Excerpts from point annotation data
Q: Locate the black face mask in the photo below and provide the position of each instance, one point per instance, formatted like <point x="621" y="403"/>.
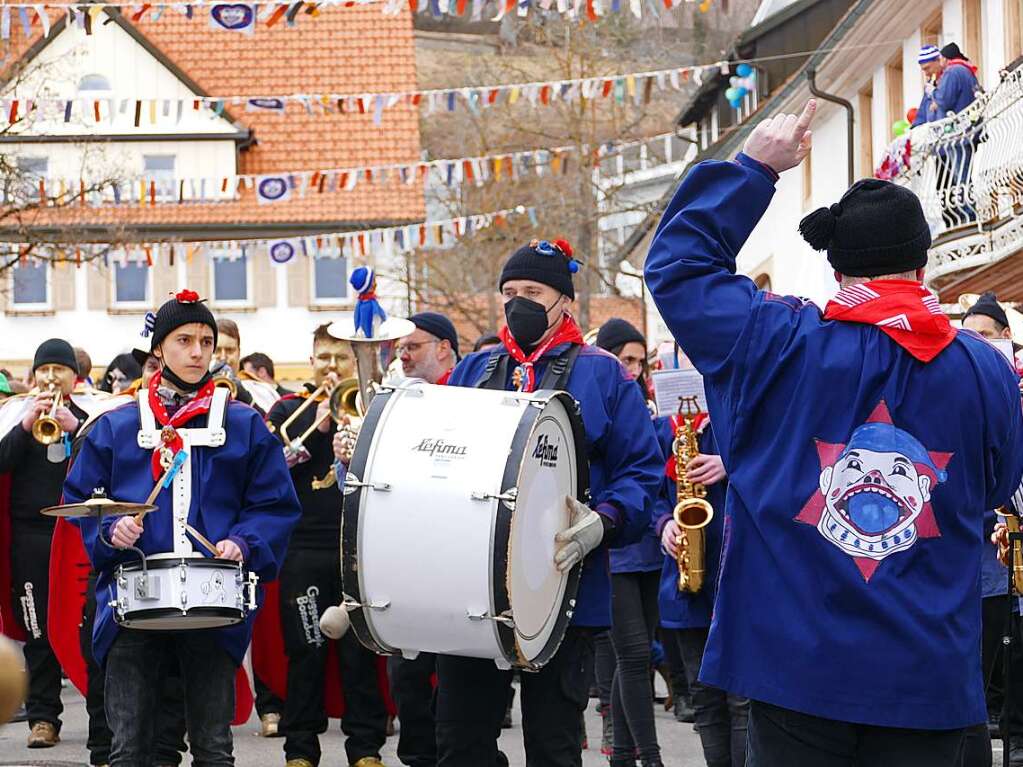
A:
<point x="180" y="384"/>
<point x="527" y="320"/>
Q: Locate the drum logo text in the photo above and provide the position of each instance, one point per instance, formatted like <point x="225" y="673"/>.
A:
<point x="440" y="448"/>
<point x="545" y="452"/>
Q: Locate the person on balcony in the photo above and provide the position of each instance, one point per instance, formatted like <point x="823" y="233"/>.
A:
<point x="951" y="86"/>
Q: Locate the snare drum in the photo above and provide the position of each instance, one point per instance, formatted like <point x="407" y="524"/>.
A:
<point x="451" y="506"/>
<point x="174" y="593"/>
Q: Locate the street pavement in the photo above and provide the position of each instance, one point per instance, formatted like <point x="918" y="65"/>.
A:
<point x="679" y="745"/>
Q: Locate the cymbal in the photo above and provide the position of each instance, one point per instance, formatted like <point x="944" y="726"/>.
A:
<point x="95" y="506"/>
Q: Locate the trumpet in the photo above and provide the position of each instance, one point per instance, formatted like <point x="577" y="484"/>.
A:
<point x="1013" y="524"/>
<point x="343" y="401"/>
<point x="47" y="430"/>
<point x="693" y="511"/>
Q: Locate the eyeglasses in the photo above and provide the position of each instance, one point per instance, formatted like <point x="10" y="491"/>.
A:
<point x="412" y="347"/>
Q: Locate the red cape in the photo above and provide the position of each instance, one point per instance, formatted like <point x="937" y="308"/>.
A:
<point x="69" y="581"/>
<point x="270" y="661"/>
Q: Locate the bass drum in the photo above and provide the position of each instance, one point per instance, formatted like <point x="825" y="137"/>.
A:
<point x="451" y="506"/>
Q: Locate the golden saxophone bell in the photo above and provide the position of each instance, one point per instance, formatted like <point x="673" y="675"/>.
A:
<point x="1013" y="524"/>
<point x="46" y="430"/>
<point x="693" y="511"/>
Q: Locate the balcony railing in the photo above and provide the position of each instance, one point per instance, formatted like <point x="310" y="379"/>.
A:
<point x="968" y="172"/>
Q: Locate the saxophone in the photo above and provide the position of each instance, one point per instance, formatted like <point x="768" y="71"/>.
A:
<point x="693" y="511"/>
<point x="1013" y="523"/>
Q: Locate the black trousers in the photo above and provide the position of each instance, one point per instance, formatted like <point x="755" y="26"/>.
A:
<point x="170" y="728"/>
<point x="780" y="737"/>
<point x="412" y="690"/>
<point x="310" y="582"/>
<point x="133" y="694"/>
<point x="721" y="717"/>
<point x="473" y="694"/>
<point x="30" y="565"/>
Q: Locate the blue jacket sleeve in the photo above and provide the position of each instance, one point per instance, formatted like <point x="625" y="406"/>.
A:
<point x="632" y="461"/>
<point x="270" y="509"/>
<point x="691" y="268"/>
<point x="955" y="90"/>
<point x="91" y="469"/>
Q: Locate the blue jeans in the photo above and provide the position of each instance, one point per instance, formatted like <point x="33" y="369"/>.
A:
<point x="780" y="737"/>
<point x="133" y="694"/>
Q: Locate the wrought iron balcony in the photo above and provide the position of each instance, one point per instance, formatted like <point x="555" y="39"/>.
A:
<point x="968" y="172"/>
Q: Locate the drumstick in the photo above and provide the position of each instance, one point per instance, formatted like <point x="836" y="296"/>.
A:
<point x="165" y="481"/>
<point x="203" y="539"/>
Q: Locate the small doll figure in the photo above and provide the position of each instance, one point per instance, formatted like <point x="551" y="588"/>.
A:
<point x="368" y="313"/>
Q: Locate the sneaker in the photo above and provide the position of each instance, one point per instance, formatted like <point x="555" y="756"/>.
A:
<point x="606" y="737"/>
<point x="269" y="725"/>
<point x="683" y="710"/>
<point x="43" y="735"/>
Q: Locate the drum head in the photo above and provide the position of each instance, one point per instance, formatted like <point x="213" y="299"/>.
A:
<point x="537" y="589"/>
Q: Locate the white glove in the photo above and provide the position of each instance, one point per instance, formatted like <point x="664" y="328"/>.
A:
<point x="583" y="536"/>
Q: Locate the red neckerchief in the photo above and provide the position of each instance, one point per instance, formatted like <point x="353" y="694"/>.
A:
<point x="700" y="422"/>
<point x="567" y="332"/>
<point x="903" y="309"/>
<point x="170" y="439"/>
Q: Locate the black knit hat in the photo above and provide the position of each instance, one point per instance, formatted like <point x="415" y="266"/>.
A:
<point x="546" y="262"/>
<point x="183" y="309"/>
<point x="988" y="306"/>
<point x="616" y="332"/>
<point x="877" y="228"/>
<point x="439" y="325"/>
<point x="55" y="352"/>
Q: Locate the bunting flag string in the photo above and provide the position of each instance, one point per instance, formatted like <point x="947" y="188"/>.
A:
<point x="276" y="187"/>
<point x="243" y="16"/>
<point x="636" y="87"/>
<point x="354" y="245"/>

WHAT TO DO>
Write the entries above out in full, exactly, with no images.

EXPECTED ANSWER>
Q: Locate the black face mask in the photo below and provide the position of each instance, one point per instance, formatted like <point x="621" y="403"/>.
A:
<point x="180" y="384"/>
<point x="527" y="320"/>
Q: Locate the drum logo text in the photo above and provide the position of each instance, one point per instance, formatted like <point x="225" y="673"/>.
A:
<point x="440" y="448"/>
<point x="545" y="452"/>
Q: Locate the person on balcony in the photo above and provide the position of each instance, one point per instance, formatted like <point x="823" y="233"/>.
A:
<point x="951" y="86"/>
Q: Locate the snare drum in the photo above and provide the position of each instance, one point per instance, formatted like <point x="407" y="524"/>.
A:
<point x="451" y="506"/>
<point x="174" y="593"/>
Q: Locate the street pavement in the photo above and provide the position of each instance, one point per instance, formatted like <point x="918" y="65"/>.
A:
<point x="679" y="745"/>
Q: Locate the cymbal in the photo above and provide the position of each instance, one point per instance, formatted like <point x="944" y="726"/>.
A:
<point x="95" y="506"/>
Q: Locate the trumpet in the photo above and provide the position of each instance, one point per instance, formatted like <point x="577" y="484"/>.
A:
<point x="1013" y="524"/>
<point x="343" y="401"/>
<point x="47" y="430"/>
<point x="693" y="511"/>
Q: Locate the eyeglasses in the photo above and provide the position of each instance, one point per instance, formatted like <point x="10" y="491"/>.
A:
<point x="412" y="347"/>
Q: Locate the red cape in the photo above and provide the position of each instance, one point per instance, formatted like <point x="937" y="308"/>.
A:
<point x="69" y="581"/>
<point x="270" y="661"/>
Q: Locate the bass drum in the photo above and provide the position of each instance, one point per instance, formatted like <point x="825" y="137"/>.
A:
<point x="451" y="506"/>
Q: Locate the golden saxophone bell in the photo above and provide the position of each instance, one point per instance, formatted like <point x="673" y="675"/>.
A:
<point x="1013" y="524"/>
<point x="46" y="430"/>
<point x="693" y="511"/>
Q: Locate the balcony railing in the photo above and provide the position of each instance, one point per instance, formatted like <point x="310" y="379"/>.
A:
<point x="968" y="172"/>
Q: Locate the saxophone in the photo above and provide the position of each instance, one point per instance, formatted like <point x="768" y="71"/>.
A:
<point x="693" y="511"/>
<point x="1013" y="523"/>
Q: Locate the black trousers in the photo above and provide the position of each instance, one point per instance, formatted like <point x="755" y="26"/>.
A:
<point x="170" y="728"/>
<point x="780" y="737"/>
<point x="412" y="690"/>
<point x="310" y="582"/>
<point x="133" y="694"/>
<point x="721" y="717"/>
<point x="473" y="694"/>
<point x="30" y="565"/>
Q: Locate the blue jacket sleeve in the photo above and provide the position of each instance, one point per instance, formatted like <point x="625" y="406"/>.
A:
<point x="632" y="461"/>
<point x="270" y="509"/>
<point x="691" y="268"/>
<point x="955" y="90"/>
<point x="91" y="469"/>
Q: Locate the blue jeans in the photo above and provide the position of each instance, one point per instance, formatted like <point x="33" y="369"/>.
A:
<point x="780" y="737"/>
<point x="133" y="694"/>
Q: Locate the wrought iron balcony in the photo above and provide the position of each instance, one point per instance, formatted like <point x="555" y="39"/>.
A:
<point x="968" y="172"/>
Q: Locate the drumstick in the photo above and provide the position of each instance, one point per instance, formatted like <point x="836" y="296"/>.
A:
<point x="165" y="481"/>
<point x="203" y="539"/>
Q: Locate the small doll figure in the photo above and provide the position of each instance, one point per instance, formatted like <point x="551" y="588"/>.
A:
<point x="368" y="313"/>
Q: Locate the sneaker in the photo above and provide the position of each instance, one point per instance, formatted like <point x="555" y="756"/>.
A:
<point x="606" y="737"/>
<point x="269" y="725"/>
<point x="683" y="710"/>
<point x="43" y="735"/>
Q: Locate the drum head in the photo above and provide the position of each instance, one point per instance, formatted like <point x="213" y="299"/>.
A:
<point x="537" y="589"/>
Q: Locate the white glove in the photo above and provide the position of each instance, one point per instance, formatted like <point x="664" y="328"/>.
A:
<point x="583" y="536"/>
Q: Locate the red neckerchief in the photo above and provide the position of each instance, one point per instance, formatted like <point x="353" y="694"/>.
A:
<point x="700" y="422"/>
<point x="567" y="332"/>
<point x="903" y="309"/>
<point x="170" y="439"/>
Q: Locate the black knit hat in the photo above and provide the position of each instance, one point per instance, formatted like <point x="415" y="266"/>.
A:
<point x="546" y="262"/>
<point x="183" y="309"/>
<point x="988" y="306"/>
<point x="616" y="332"/>
<point x="877" y="228"/>
<point x="439" y="325"/>
<point x="55" y="352"/>
Q: Locate the bunting flag string in the photo above and provide the position of each instance, one point per instance, formatted like <point x="947" y="188"/>.
A:
<point x="276" y="187"/>
<point x="243" y="16"/>
<point x="636" y="87"/>
<point x="354" y="245"/>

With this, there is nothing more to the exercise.